Begin Input for this task
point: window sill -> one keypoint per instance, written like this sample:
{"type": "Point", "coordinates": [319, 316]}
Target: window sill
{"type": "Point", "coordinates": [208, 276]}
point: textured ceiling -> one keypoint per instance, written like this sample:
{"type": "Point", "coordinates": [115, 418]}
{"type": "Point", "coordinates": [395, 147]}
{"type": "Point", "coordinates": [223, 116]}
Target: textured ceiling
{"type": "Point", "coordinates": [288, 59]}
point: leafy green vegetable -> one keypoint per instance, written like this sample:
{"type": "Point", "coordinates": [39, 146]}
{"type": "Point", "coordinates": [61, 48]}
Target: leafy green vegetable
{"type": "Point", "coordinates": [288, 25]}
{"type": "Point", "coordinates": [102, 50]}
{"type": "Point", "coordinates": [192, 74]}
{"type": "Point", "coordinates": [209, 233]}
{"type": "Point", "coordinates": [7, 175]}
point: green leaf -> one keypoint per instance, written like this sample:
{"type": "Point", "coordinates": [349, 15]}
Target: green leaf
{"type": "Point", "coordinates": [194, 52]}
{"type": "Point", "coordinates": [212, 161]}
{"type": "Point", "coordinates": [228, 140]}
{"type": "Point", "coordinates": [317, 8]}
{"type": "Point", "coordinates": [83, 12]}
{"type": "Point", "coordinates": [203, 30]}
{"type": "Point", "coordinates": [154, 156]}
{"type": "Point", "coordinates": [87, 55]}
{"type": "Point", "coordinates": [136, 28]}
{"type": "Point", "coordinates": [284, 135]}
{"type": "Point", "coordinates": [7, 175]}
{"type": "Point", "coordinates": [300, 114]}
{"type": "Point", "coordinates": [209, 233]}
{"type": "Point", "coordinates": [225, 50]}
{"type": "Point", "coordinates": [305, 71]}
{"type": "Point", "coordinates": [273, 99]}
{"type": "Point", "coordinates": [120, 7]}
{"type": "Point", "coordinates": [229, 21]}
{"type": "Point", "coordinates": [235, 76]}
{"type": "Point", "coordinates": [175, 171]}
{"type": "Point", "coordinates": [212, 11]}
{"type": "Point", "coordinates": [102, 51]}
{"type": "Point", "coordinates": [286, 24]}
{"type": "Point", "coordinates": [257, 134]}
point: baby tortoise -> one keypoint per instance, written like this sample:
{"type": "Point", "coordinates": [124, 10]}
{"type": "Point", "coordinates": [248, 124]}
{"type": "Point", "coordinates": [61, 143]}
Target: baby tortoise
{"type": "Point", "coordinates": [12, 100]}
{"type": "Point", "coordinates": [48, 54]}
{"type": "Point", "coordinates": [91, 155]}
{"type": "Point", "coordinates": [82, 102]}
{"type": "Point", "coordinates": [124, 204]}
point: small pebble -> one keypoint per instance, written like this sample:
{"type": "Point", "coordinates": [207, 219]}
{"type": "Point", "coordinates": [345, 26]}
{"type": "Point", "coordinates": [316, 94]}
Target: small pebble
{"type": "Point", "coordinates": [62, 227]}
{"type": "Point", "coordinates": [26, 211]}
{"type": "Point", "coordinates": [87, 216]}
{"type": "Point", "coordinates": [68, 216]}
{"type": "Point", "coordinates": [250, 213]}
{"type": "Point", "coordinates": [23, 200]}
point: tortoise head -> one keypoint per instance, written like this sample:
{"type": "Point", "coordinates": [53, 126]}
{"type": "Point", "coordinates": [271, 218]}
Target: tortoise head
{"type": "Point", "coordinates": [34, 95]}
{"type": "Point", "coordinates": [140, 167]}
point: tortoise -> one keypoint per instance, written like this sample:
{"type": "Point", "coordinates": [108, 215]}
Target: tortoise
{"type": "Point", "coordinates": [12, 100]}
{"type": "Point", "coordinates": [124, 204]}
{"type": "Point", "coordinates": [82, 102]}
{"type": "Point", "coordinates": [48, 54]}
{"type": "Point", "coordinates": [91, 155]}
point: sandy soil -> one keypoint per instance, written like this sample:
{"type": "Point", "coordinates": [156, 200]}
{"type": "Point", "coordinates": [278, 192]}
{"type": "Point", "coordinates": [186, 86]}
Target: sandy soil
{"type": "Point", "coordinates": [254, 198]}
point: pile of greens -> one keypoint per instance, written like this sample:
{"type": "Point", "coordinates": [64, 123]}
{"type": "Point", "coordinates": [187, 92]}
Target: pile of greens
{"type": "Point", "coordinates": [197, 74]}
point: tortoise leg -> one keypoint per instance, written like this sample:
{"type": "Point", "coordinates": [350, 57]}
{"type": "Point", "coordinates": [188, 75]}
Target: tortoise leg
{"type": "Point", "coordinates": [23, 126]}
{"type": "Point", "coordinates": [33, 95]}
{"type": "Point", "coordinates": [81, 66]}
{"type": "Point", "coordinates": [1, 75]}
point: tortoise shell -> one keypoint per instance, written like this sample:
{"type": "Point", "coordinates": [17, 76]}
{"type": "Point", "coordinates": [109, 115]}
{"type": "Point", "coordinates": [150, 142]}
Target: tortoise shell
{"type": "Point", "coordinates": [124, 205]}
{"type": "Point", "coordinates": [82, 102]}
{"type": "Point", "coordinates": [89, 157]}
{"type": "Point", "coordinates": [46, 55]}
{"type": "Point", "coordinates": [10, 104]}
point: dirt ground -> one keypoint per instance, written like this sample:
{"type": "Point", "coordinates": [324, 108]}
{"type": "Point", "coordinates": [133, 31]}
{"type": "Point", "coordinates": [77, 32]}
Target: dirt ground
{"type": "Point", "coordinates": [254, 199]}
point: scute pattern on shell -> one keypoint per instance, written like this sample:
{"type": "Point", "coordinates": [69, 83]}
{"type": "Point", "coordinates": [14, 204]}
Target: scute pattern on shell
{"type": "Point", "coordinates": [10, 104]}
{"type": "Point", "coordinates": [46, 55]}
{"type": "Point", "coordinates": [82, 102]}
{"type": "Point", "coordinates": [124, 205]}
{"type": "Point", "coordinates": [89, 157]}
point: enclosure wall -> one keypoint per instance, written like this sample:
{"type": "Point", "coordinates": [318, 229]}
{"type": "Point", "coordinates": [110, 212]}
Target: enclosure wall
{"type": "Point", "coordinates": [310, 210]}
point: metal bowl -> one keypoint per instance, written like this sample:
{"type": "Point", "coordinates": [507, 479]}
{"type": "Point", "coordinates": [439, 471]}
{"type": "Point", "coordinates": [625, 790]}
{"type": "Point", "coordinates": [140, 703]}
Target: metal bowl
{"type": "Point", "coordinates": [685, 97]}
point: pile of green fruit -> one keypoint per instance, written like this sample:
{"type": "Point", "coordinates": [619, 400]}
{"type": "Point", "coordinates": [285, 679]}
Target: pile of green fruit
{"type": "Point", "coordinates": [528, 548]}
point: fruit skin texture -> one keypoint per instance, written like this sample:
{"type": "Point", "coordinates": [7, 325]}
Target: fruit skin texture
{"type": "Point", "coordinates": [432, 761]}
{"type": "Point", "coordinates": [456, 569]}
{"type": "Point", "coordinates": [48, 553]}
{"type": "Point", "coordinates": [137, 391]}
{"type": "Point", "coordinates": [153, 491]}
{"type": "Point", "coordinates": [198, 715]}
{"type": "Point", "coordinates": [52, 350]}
End Input for this task
__Required task__: Copy out all of the material above word for word, keeping every line.

__Answer in full__:
point: window sill -> one keypoint per instance, written like this sample:
{"type": "Point", "coordinates": [319, 316]}
Target: window sill
{"type": "Point", "coordinates": [208, 276]}
point: textured ceiling -> one keypoint per instance, written like this sample:
{"type": "Point", "coordinates": [115, 418]}
{"type": "Point", "coordinates": [395, 147]}
{"type": "Point", "coordinates": [223, 116]}
Target: textured ceiling
{"type": "Point", "coordinates": [288, 59]}
point: leafy green vegetable -> one keypoint per instance, written like this sample:
{"type": "Point", "coordinates": [39, 146]}
{"type": "Point", "coordinates": [61, 48]}
Target: leafy green vegetable
{"type": "Point", "coordinates": [288, 25]}
{"type": "Point", "coordinates": [102, 50]}
{"type": "Point", "coordinates": [192, 74]}
{"type": "Point", "coordinates": [209, 233]}
{"type": "Point", "coordinates": [7, 175]}
point: green leaf -> one keypoint per instance, written like this sample:
{"type": "Point", "coordinates": [349, 15]}
Target: green leaf
{"type": "Point", "coordinates": [194, 52]}
{"type": "Point", "coordinates": [212, 161]}
{"type": "Point", "coordinates": [228, 140]}
{"type": "Point", "coordinates": [317, 8]}
{"type": "Point", "coordinates": [83, 12]}
{"type": "Point", "coordinates": [203, 30]}
{"type": "Point", "coordinates": [154, 156]}
{"type": "Point", "coordinates": [87, 55]}
{"type": "Point", "coordinates": [136, 28]}
{"type": "Point", "coordinates": [284, 135]}
{"type": "Point", "coordinates": [7, 175]}
{"type": "Point", "coordinates": [300, 114]}
{"type": "Point", "coordinates": [209, 233]}
{"type": "Point", "coordinates": [225, 50]}
{"type": "Point", "coordinates": [305, 71]}
{"type": "Point", "coordinates": [273, 99]}
{"type": "Point", "coordinates": [120, 7]}
{"type": "Point", "coordinates": [229, 21]}
{"type": "Point", "coordinates": [235, 76]}
{"type": "Point", "coordinates": [175, 171]}
{"type": "Point", "coordinates": [212, 11]}
{"type": "Point", "coordinates": [102, 51]}
{"type": "Point", "coordinates": [286, 24]}
{"type": "Point", "coordinates": [257, 134]}
point: baby tortoise -> one keypoint per instance, written like this sample:
{"type": "Point", "coordinates": [124, 10]}
{"type": "Point", "coordinates": [248, 124]}
{"type": "Point", "coordinates": [61, 143]}
Target: baby tortoise
{"type": "Point", "coordinates": [12, 100]}
{"type": "Point", "coordinates": [48, 54]}
{"type": "Point", "coordinates": [91, 155]}
{"type": "Point", "coordinates": [82, 102]}
{"type": "Point", "coordinates": [124, 204]}
point: small pebble -> one keypoint per instance, written like this sample:
{"type": "Point", "coordinates": [207, 219]}
{"type": "Point", "coordinates": [345, 26]}
{"type": "Point", "coordinates": [316, 94]}
Target: small pebble
{"type": "Point", "coordinates": [62, 227]}
{"type": "Point", "coordinates": [26, 211]}
{"type": "Point", "coordinates": [87, 216]}
{"type": "Point", "coordinates": [68, 216]}
{"type": "Point", "coordinates": [250, 213]}
{"type": "Point", "coordinates": [23, 200]}
point: tortoise head -> one keypoint per instance, written like this sample:
{"type": "Point", "coordinates": [53, 126]}
{"type": "Point", "coordinates": [271, 218]}
Target: tortoise head
{"type": "Point", "coordinates": [34, 95]}
{"type": "Point", "coordinates": [140, 167]}
point: tortoise -> one keypoint per instance, written like this sample:
{"type": "Point", "coordinates": [108, 215]}
Target: tortoise
{"type": "Point", "coordinates": [12, 100]}
{"type": "Point", "coordinates": [124, 204]}
{"type": "Point", "coordinates": [82, 102]}
{"type": "Point", "coordinates": [48, 54]}
{"type": "Point", "coordinates": [91, 155]}
point: sandy soil -> one keypoint per instance, written like this sample:
{"type": "Point", "coordinates": [156, 200]}
{"type": "Point", "coordinates": [278, 192]}
{"type": "Point", "coordinates": [186, 86]}
Target: sandy soil
{"type": "Point", "coordinates": [254, 198]}
point: pile of greens -> one keypoint per instance, written like this sample:
{"type": "Point", "coordinates": [64, 123]}
{"type": "Point", "coordinates": [187, 92]}
Target: pile of greens
{"type": "Point", "coordinates": [197, 74]}
point: tortoise leg -> one keypoint per instance, written like this sample:
{"type": "Point", "coordinates": [350, 57]}
{"type": "Point", "coordinates": [188, 75]}
Target: tortoise leg
{"type": "Point", "coordinates": [23, 126]}
{"type": "Point", "coordinates": [33, 95]}
{"type": "Point", "coordinates": [81, 66]}
{"type": "Point", "coordinates": [1, 75]}
point: tortoise shell -> one keypoint per instance, written like this sample:
{"type": "Point", "coordinates": [17, 76]}
{"type": "Point", "coordinates": [109, 115]}
{"type": "Point", "coordinates": [150, 142]}
Target: tortoise shell
{"type": "Point", "coordinates": [124, 205]}
{"type": "Point", "coordinates": [82, 102]}
{"type": "Point", "coordinates": [89, 157]}
{"type": "Point", "coordinates": [46, 55]}
{"type": "Point", "coordinates": [10, 104]}
point: dirt ground -> one keypoint per instance, written like this sample:
{"type": "Point", "coordinates": [324, 108]}
{"type": "Point", "coordinates": [133, 31]}
{"type": "Point", "coordinates": [77, 32]}
Target: dirt ground
{"type": "Point", "coordinates": [254, 199]}
point: scute pattern on shell -> one keypoint per instance, written like this sample:
{"type": "Point", "coordinates": [69, 83]}
{"type": "Point", "coordinates": [14, 204]}
Target: scute pattern on shell
{"type": "Point", "coordinates": [10, 104]}
{"type": "Point", "coordinates": [46, 55]}
{"type": "Point", "coordinates": [82, 102]}
{"type": "Point", "coordinates": [124, 205]}
{"type": "Point", "coordinates": [89, 157]}
point: enclosure wall -> one keypoint per instance, written like this sample:
{"type": "Point", "coordinates": [318, 229]}
{"type": "Point", "coordinates": [110, 212]}
Target: enclosure wall
{"type": "Point", "coordinates": [310, 210]}
point: metal bowl -> one keypoint per instance, written like this sample:
{"type": "Point", "coordinates": [507, 479]}
{"type": "Point", "coordinates": [439, 471]}
{"type": "Point", "coordinates": [625, 790]}
{"type": "Point", "coordinates": [140, 703]}
Target: metal bowl
{"type": "Point", "coordinates": [685, 97]}
point: pile of green fruit -> one keypoint per instance, written like this sample:
{"type": "Point", "coordinates": [619, 400]}
{"type": "Point", "coordinates": [285, 679]}
Target: pile of green fruit
{"type": "Point", "coordinates": [528, 548]}
point: fruit skin texture -> one keypoint per instance, written like this sample:
{"type": "Point", "coordinates": [7, 325]}
Target: fruit skin texture
{"type": "Point", "coordinates": [432, 761]}
{"type": "Point", "coordinates": [456, 569]}
{"type": "Point", "coordinates": [48, 553]}
{"type": "Point", "coordinates": [137, 391]}
{"type": "Point", "coordinates": [153, 491]}
{"type": "Point", "coordinates": [198, 715]}
{"type": "Point", "coordinates": [52, 350]}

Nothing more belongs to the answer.